Count the lines in the records below that contain the string "clicks", with case treated as significant. Reply with the number alone.

Stored items
◇ ◇ ◇ ◇

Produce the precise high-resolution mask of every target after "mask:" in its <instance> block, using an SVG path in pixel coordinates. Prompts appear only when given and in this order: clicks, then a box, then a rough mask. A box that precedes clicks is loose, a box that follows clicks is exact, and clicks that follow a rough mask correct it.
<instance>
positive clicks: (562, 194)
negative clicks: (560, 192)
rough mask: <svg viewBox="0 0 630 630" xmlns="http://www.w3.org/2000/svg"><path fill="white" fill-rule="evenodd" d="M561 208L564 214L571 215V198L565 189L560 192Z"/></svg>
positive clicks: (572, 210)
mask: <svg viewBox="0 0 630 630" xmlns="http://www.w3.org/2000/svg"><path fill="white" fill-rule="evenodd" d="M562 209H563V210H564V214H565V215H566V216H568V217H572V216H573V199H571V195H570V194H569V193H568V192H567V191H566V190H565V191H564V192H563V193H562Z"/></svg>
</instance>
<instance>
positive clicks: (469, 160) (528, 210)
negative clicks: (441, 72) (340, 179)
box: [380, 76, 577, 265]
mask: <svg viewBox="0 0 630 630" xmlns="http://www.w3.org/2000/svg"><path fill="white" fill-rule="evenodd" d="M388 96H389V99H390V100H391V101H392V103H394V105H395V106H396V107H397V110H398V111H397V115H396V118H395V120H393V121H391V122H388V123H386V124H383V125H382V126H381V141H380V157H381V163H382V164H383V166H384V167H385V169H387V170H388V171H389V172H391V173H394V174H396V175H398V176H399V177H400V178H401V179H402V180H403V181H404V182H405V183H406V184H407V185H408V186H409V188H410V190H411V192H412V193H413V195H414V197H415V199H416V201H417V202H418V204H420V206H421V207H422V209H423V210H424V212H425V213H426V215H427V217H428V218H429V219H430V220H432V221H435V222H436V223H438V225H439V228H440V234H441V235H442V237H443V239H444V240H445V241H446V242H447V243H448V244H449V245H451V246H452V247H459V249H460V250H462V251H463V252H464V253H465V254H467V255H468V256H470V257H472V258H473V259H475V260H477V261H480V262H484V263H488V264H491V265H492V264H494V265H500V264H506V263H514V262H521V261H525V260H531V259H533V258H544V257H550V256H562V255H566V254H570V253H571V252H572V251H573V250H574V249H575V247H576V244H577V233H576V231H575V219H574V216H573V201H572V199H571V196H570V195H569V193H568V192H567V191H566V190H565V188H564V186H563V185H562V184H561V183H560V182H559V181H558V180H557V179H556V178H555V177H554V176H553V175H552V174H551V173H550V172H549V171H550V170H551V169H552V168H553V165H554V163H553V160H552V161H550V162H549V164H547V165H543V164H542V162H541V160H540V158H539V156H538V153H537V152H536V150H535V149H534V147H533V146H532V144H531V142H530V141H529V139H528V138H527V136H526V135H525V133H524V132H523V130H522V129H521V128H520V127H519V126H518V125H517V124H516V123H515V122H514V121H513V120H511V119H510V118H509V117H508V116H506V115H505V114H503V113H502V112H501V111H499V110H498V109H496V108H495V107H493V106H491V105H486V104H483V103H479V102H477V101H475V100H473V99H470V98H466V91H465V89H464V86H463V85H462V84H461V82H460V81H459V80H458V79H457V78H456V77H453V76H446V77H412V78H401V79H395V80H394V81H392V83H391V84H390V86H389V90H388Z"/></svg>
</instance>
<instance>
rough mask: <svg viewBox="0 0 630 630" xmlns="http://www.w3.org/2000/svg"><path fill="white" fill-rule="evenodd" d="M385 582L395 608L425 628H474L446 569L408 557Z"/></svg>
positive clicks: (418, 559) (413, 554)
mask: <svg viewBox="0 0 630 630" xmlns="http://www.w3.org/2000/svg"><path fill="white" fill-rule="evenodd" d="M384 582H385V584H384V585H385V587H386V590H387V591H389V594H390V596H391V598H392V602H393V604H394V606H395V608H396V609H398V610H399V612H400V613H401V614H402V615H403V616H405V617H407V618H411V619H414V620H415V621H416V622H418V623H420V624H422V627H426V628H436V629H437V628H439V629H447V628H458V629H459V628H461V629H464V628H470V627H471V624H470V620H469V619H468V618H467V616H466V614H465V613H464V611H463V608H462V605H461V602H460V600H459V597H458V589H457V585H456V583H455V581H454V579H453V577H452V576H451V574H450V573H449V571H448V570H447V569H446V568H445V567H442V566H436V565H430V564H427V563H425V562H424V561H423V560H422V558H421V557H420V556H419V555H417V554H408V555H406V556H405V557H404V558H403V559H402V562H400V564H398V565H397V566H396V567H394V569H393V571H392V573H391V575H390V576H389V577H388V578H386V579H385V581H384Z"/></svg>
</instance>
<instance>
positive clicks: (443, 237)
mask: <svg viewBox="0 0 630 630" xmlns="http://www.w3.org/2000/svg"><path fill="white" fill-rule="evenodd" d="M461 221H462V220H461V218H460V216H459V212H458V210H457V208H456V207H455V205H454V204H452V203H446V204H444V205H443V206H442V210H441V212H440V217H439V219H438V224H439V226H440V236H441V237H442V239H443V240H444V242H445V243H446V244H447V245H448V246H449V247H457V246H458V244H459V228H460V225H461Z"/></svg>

◇ ◇ ◇ ◇

▶ **Written solution**: 8